Aim of the exercise
Copy, word for word, the lines of the data below from the line with "128, row 122." to the line with "column 117, row 59", including both of those lines.

Information given
:::

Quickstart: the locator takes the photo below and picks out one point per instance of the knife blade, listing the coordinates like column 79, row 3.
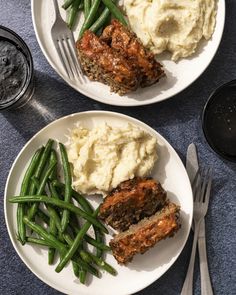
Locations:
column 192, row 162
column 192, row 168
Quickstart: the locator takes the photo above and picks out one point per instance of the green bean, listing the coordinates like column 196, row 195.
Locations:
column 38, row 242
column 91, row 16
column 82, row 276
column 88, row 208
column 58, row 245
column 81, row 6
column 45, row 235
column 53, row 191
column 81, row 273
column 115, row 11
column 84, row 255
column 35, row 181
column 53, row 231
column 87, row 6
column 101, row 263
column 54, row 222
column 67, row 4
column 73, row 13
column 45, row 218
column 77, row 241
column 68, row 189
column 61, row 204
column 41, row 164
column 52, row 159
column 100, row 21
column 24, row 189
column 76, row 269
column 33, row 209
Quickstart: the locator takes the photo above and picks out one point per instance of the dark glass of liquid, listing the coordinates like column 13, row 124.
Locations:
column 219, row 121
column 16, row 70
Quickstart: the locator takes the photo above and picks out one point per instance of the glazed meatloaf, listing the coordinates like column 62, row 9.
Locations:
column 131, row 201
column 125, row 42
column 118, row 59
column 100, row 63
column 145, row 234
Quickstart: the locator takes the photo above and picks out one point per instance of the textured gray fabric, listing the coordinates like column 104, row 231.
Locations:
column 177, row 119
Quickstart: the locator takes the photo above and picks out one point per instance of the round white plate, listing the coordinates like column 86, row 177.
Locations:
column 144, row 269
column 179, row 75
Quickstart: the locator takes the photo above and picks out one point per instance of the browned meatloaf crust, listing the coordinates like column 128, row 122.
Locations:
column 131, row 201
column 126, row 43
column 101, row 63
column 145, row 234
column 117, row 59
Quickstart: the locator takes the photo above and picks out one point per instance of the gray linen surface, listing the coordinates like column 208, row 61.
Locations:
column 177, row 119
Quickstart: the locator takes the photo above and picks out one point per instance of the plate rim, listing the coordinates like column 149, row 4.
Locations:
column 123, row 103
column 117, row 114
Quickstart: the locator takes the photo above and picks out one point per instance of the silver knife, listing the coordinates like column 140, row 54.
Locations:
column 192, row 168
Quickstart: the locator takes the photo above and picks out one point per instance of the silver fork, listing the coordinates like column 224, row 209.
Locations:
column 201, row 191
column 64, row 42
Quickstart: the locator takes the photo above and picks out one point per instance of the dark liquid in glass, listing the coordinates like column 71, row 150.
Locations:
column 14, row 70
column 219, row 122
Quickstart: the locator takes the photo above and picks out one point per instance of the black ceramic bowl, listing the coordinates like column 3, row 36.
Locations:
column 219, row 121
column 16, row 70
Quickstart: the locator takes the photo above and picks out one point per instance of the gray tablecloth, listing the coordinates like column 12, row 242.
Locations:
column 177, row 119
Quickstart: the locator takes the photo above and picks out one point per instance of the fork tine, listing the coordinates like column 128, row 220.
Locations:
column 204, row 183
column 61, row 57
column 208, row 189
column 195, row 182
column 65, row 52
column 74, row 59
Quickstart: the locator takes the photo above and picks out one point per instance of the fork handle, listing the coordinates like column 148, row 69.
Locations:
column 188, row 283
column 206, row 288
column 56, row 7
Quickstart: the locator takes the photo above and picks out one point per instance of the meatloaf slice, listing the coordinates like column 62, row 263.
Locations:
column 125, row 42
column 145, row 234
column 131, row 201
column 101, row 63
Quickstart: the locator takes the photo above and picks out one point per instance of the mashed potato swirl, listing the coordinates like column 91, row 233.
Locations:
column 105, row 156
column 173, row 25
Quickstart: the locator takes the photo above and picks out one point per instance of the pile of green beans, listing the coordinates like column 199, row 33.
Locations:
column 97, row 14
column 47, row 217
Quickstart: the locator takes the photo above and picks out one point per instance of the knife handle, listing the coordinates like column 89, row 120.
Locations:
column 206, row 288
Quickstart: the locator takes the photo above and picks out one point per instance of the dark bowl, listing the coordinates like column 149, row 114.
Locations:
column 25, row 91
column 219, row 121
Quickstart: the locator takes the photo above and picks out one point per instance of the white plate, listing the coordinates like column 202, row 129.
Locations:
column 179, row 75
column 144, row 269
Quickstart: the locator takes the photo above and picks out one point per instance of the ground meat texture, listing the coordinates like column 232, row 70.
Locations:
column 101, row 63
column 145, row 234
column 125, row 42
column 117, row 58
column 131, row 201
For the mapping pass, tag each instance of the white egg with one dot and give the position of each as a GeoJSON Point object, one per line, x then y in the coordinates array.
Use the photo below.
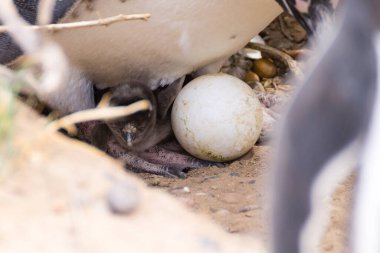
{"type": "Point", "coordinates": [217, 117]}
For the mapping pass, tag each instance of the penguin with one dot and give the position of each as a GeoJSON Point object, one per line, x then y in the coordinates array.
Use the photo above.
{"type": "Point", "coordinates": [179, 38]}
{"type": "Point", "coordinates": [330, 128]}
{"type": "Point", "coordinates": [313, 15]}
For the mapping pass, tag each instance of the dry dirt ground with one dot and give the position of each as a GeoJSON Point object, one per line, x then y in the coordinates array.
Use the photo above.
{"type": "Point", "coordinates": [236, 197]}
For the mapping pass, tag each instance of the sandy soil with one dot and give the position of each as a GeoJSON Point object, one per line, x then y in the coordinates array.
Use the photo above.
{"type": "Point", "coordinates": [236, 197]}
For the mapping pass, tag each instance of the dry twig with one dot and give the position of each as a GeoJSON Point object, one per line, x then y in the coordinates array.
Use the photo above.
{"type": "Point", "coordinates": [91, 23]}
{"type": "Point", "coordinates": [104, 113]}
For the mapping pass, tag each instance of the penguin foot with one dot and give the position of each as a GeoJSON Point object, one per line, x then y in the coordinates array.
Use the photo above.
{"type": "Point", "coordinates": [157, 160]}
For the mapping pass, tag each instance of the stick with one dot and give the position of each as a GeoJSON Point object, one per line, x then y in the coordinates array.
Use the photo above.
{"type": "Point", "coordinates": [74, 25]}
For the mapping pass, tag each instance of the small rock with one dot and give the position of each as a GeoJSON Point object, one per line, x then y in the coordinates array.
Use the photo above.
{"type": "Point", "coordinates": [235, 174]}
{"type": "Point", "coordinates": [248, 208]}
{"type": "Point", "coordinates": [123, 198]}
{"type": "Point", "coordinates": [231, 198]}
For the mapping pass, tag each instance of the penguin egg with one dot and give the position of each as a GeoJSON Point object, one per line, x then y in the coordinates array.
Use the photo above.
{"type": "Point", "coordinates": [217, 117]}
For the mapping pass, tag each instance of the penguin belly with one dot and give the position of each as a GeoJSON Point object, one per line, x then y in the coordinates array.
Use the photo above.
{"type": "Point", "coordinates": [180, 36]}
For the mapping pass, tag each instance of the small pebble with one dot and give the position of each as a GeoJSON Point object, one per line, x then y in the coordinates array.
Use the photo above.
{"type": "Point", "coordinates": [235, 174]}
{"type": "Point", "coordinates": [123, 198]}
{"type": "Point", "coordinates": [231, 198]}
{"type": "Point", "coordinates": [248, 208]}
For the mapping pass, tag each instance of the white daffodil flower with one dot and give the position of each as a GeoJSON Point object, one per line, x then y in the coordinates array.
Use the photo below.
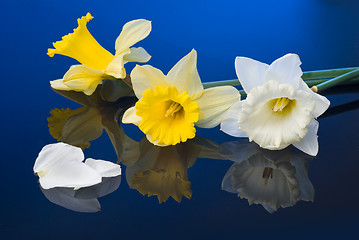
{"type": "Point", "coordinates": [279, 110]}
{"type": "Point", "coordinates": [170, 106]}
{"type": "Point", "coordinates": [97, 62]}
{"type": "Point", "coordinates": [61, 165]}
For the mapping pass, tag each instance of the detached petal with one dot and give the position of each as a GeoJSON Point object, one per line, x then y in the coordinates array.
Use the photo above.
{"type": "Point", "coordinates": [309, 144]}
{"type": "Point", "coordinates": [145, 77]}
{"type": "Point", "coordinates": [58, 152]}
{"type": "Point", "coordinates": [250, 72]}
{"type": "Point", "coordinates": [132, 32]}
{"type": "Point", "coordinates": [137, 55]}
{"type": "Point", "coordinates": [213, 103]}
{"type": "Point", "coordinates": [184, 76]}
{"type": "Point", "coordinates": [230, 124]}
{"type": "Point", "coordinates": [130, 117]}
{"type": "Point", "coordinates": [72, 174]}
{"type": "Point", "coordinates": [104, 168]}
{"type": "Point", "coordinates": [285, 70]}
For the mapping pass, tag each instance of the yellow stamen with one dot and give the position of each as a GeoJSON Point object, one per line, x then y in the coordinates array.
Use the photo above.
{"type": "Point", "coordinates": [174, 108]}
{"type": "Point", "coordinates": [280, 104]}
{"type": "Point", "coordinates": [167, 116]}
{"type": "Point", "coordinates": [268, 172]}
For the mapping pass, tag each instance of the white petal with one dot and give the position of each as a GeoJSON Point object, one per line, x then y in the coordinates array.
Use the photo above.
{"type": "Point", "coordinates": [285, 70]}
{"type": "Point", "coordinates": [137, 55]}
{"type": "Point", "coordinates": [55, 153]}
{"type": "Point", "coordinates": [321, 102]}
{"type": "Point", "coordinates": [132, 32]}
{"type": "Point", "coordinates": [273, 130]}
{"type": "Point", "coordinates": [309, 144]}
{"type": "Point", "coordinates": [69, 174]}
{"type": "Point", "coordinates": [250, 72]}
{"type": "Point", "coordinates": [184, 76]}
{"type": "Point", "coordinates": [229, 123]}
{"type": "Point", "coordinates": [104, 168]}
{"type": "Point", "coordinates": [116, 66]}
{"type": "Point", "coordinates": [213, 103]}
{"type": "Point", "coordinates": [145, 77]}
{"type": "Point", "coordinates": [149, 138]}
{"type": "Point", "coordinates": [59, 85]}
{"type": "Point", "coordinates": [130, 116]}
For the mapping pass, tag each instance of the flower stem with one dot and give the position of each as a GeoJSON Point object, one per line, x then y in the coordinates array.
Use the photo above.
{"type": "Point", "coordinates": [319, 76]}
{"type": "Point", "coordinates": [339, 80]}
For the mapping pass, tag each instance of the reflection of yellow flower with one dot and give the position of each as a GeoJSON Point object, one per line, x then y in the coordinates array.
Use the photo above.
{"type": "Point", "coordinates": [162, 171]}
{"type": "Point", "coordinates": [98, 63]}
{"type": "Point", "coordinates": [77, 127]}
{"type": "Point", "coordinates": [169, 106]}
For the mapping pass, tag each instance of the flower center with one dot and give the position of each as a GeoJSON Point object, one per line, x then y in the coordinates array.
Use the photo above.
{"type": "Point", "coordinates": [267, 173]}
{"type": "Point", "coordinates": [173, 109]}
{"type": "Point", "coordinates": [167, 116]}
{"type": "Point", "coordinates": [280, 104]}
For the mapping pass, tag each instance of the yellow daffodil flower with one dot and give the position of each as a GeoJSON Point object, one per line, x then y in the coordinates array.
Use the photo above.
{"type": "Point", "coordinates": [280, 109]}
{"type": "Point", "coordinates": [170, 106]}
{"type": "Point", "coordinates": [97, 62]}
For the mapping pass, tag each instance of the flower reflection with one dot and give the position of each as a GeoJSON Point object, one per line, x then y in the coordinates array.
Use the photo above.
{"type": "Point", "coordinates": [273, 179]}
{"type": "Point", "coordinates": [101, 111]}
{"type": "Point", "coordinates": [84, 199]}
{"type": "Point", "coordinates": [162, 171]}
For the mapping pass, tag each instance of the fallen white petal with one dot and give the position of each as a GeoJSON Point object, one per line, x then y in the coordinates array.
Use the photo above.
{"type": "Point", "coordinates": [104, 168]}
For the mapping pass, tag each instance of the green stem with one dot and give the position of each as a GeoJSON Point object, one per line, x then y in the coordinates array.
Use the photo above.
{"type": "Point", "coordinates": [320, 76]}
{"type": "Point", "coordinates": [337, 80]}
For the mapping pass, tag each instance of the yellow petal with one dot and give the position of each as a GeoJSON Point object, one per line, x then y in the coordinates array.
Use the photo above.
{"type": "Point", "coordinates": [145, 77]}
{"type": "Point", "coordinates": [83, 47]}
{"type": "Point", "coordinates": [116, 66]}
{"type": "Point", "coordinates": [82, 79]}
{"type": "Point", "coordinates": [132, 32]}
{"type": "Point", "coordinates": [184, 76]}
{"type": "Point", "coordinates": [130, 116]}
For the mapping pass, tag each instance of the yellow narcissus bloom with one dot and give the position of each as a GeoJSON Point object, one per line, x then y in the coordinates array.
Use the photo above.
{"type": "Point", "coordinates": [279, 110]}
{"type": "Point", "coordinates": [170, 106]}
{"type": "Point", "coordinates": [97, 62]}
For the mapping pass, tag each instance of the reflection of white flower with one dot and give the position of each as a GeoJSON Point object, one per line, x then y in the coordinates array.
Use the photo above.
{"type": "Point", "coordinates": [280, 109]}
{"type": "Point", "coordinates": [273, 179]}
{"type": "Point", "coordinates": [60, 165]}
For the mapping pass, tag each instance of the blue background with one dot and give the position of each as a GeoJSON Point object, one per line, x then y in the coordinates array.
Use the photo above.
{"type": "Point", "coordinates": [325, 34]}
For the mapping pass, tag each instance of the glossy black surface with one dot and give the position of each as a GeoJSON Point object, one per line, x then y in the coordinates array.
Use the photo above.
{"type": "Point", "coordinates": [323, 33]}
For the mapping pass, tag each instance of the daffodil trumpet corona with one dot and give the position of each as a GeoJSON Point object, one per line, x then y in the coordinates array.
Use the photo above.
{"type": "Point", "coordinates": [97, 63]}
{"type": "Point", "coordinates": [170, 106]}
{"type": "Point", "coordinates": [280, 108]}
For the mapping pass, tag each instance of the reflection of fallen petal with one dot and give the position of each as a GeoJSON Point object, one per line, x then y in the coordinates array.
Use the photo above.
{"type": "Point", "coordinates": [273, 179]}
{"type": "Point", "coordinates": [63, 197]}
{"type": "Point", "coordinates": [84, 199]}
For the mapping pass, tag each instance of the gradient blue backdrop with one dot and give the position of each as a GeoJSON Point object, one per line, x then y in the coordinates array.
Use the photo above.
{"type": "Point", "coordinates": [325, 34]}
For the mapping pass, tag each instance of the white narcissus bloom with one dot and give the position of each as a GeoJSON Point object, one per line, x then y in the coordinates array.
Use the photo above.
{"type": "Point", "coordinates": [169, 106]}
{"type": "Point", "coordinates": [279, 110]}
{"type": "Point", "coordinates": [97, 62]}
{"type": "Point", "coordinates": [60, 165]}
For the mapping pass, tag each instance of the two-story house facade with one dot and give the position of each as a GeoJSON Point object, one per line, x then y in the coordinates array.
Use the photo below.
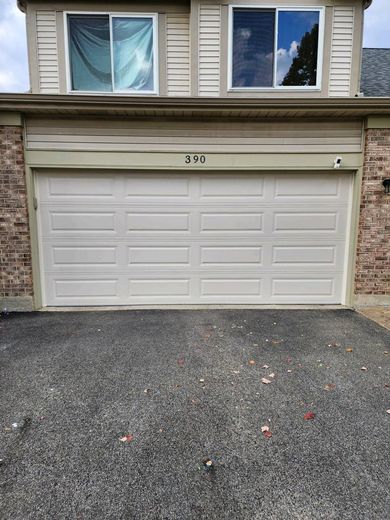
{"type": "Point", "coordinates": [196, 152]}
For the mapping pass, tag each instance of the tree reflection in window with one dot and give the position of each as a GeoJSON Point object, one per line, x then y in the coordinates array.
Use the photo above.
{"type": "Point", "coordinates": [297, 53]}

:::

In response
Quickstart: the locator takes the photo above and picks out one point per instance of the browned meatloaf crust, listing the coordinates like column 128, row 122.
Locations:
column 131, row 201
column 126, row 43
column 101, row 63
column 145, row 234
column 117, row 59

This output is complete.